WHAT IS NEEDED.
Repeat the data word for word, from the line with "Dataset curation — class: upper" to the line with "223,441,243,465", and give back only those lines.

--- RECORD LIST ---

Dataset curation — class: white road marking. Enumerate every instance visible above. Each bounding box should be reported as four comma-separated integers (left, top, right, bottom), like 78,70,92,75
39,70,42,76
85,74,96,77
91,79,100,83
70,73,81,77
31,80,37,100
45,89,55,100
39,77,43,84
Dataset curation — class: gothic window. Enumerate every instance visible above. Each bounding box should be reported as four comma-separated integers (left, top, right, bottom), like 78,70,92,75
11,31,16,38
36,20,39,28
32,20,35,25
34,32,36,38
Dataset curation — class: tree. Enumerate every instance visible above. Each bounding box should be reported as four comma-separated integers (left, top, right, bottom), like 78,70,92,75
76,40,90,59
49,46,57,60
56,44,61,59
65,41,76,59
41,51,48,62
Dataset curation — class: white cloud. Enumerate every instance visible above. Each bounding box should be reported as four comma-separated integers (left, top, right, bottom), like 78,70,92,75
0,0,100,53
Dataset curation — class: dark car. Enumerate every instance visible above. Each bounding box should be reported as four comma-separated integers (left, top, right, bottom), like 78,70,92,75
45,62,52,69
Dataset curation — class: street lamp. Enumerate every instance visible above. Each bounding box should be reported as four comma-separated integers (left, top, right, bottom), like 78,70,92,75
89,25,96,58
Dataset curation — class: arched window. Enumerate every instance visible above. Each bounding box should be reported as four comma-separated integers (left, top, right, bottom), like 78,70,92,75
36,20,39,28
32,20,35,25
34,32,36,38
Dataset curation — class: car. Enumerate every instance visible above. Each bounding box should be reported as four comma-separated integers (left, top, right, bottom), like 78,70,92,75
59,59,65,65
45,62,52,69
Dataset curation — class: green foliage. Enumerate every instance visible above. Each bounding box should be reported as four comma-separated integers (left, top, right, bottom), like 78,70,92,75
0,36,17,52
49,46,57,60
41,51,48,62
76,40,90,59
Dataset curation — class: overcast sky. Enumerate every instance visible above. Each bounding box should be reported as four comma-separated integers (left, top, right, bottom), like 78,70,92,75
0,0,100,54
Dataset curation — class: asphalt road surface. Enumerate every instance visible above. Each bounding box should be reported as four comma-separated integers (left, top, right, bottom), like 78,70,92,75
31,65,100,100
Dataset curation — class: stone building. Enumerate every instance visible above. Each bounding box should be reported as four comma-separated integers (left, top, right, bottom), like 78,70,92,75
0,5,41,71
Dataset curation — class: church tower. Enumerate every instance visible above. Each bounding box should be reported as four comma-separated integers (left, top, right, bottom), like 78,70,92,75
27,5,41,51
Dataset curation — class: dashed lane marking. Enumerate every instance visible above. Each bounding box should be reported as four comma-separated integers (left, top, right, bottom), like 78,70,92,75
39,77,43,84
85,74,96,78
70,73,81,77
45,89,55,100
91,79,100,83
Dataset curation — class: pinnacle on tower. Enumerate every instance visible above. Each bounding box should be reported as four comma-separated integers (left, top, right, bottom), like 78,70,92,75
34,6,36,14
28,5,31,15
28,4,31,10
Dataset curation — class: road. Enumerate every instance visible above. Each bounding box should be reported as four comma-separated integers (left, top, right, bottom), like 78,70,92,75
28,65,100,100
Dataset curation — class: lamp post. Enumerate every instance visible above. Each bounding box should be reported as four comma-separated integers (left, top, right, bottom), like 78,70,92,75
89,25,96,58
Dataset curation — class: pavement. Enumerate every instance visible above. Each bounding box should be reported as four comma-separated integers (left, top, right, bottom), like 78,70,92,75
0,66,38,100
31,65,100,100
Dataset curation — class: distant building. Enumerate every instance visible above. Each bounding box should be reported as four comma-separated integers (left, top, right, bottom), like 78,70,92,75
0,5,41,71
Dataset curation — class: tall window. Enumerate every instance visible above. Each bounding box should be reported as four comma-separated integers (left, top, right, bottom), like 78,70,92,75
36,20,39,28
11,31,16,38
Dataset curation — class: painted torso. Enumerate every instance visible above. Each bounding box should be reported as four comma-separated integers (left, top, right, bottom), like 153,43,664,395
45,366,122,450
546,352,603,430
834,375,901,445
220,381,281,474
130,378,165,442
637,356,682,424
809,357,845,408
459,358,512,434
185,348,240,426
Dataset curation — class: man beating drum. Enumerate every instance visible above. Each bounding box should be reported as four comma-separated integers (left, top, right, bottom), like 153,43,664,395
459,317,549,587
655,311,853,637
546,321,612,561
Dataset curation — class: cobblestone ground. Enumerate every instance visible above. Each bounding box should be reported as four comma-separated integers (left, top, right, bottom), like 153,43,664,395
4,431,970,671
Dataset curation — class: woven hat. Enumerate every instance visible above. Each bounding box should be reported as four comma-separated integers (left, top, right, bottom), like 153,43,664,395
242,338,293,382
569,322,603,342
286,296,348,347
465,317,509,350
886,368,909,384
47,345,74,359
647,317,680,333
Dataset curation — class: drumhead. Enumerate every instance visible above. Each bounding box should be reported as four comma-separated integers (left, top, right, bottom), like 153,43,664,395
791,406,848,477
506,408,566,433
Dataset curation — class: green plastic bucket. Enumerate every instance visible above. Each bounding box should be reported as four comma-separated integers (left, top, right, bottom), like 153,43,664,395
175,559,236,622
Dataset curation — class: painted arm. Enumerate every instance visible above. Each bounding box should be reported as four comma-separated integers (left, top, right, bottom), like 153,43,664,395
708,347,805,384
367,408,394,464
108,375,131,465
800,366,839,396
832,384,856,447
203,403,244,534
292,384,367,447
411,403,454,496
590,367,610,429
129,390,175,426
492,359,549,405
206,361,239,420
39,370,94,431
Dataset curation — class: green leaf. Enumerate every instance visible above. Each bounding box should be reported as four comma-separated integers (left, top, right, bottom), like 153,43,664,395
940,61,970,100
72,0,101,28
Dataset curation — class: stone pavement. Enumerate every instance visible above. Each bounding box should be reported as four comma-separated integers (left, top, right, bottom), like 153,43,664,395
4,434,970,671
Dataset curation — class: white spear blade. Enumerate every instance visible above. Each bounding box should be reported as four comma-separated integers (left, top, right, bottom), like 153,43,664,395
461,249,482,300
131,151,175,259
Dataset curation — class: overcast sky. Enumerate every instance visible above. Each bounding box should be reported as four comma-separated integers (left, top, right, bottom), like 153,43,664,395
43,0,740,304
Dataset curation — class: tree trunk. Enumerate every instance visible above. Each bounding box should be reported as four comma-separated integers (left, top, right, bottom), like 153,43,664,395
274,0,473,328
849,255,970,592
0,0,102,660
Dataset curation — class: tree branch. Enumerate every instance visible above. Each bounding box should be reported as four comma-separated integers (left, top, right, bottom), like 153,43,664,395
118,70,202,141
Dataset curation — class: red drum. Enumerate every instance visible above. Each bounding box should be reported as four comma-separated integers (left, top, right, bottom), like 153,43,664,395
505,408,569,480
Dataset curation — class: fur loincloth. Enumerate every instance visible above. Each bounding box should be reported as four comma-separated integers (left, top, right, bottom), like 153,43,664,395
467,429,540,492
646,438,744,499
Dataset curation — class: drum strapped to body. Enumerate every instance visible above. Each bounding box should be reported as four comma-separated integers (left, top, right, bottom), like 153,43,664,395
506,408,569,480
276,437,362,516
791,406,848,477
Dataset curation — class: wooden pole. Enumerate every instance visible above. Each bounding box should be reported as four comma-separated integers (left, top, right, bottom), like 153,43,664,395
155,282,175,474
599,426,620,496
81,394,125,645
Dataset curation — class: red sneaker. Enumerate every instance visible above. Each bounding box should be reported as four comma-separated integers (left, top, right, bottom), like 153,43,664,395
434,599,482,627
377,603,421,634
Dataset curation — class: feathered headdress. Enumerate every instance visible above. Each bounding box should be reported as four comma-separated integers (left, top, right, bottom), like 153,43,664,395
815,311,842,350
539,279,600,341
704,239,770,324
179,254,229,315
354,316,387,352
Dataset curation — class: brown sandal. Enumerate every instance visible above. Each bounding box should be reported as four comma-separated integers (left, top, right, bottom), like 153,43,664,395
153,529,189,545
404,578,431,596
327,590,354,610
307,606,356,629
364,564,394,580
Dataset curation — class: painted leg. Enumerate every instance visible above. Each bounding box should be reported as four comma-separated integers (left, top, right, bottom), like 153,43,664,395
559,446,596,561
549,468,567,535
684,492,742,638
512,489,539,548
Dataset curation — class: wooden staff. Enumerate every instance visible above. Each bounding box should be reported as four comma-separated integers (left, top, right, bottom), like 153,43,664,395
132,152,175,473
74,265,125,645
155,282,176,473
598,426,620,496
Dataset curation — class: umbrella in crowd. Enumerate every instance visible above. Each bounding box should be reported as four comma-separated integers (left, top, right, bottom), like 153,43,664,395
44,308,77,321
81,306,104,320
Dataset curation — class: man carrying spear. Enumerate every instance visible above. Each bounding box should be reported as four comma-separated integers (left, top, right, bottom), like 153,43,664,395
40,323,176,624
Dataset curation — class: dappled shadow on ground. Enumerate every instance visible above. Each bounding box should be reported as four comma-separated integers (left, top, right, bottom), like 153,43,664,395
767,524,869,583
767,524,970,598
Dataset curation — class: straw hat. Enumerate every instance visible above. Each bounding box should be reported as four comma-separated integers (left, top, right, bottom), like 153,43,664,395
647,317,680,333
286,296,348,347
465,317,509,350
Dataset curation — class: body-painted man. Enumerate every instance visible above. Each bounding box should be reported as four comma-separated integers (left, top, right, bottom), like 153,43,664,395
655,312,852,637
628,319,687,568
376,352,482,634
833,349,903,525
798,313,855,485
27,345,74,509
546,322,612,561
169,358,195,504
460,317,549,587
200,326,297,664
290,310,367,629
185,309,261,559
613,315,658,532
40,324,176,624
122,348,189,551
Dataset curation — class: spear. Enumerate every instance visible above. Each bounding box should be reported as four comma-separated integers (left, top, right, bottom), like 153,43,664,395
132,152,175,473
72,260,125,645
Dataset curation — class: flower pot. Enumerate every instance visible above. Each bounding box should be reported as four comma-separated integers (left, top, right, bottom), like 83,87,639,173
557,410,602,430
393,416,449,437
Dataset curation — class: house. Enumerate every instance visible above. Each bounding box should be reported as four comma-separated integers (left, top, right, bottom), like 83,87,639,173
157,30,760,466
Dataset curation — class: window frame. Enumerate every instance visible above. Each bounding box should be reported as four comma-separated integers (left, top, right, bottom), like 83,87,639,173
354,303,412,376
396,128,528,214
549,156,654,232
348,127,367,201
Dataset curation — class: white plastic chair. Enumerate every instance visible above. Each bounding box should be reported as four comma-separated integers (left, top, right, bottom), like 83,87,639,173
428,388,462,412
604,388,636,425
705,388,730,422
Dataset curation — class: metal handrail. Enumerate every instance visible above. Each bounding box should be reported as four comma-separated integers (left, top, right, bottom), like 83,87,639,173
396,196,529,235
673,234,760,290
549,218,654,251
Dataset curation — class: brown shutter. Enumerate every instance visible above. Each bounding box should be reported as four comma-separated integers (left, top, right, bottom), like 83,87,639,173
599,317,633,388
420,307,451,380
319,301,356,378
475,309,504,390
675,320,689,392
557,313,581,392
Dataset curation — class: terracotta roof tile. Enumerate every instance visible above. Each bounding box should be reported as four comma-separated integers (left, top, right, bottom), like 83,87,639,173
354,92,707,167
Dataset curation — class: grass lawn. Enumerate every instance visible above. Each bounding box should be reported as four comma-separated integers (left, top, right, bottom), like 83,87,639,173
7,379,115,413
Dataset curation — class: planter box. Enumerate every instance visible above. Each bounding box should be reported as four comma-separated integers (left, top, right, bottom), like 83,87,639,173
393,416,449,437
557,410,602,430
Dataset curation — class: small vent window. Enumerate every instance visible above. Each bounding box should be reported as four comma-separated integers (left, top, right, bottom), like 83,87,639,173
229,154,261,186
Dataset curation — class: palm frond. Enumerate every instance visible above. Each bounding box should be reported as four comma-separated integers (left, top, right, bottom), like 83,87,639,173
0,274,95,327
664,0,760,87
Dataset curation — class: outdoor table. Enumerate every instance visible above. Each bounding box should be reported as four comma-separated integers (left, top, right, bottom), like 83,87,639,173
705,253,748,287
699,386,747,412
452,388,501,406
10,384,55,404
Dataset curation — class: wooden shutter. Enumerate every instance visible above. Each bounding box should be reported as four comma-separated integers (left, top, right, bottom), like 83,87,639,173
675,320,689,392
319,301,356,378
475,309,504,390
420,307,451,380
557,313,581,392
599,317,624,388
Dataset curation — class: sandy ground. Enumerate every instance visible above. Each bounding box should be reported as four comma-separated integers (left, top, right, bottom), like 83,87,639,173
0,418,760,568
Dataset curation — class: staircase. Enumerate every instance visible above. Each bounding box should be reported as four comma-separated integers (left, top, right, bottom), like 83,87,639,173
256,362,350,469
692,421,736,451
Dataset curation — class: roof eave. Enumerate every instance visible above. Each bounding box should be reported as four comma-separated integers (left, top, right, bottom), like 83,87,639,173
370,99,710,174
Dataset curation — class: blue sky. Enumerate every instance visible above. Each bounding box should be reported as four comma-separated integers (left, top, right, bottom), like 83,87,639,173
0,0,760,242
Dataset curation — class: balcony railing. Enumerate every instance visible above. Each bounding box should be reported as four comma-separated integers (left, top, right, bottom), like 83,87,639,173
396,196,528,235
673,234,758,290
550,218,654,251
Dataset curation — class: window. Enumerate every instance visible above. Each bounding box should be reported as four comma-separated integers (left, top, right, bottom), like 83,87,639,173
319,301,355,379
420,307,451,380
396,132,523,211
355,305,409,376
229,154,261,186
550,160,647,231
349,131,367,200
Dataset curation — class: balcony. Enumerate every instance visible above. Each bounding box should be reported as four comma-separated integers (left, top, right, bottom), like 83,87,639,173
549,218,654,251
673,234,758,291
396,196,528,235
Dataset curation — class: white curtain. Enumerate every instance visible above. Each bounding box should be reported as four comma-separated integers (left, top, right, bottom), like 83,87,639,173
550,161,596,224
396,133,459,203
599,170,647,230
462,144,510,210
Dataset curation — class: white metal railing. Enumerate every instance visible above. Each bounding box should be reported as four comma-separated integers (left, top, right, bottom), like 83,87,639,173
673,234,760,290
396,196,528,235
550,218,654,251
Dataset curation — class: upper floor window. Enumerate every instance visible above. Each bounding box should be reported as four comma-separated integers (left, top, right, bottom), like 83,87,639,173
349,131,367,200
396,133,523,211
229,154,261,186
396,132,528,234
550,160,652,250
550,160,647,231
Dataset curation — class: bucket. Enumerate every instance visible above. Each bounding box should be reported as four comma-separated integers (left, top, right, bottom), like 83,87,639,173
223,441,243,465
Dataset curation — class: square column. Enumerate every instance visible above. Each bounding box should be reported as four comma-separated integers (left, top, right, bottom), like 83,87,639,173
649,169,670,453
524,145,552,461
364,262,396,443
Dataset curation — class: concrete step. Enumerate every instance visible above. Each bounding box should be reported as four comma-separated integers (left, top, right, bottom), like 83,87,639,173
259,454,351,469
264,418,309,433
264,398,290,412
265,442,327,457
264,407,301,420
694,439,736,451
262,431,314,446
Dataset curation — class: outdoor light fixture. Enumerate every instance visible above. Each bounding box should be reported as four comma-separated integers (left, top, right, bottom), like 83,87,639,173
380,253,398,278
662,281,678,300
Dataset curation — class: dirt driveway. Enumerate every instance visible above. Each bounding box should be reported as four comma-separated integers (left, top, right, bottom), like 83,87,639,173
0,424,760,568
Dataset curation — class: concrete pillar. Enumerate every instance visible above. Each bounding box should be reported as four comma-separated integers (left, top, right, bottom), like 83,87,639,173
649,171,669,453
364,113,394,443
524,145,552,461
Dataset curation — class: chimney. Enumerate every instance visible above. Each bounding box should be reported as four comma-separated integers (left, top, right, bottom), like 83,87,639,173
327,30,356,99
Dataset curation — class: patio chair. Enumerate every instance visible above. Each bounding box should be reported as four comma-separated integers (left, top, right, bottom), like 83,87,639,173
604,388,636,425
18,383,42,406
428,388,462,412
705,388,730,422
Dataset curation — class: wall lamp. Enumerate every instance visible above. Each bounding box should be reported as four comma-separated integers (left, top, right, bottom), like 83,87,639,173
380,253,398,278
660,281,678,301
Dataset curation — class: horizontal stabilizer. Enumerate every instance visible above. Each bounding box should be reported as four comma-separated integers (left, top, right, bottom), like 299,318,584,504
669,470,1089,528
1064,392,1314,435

---

OUTPUT FOR THIS EXERCISE.
Dataset curation — class: upper floor window. Enumerate every instance visible above. Each bounding box should be reported as four comma-separated integers (left, top, right, bottom), like 83,87,639,173
349,131,367,200
396,133,523,211
229,154,261,186
396,132,528,234
550,160,652,250
550,160,647,231
Dataset curation — class: bucket. Enumerate every instance visible above. Each bounding box should be reported as four comma-separated integers (left, top, right, bottom), like 83,87,639,173
223,441,243,465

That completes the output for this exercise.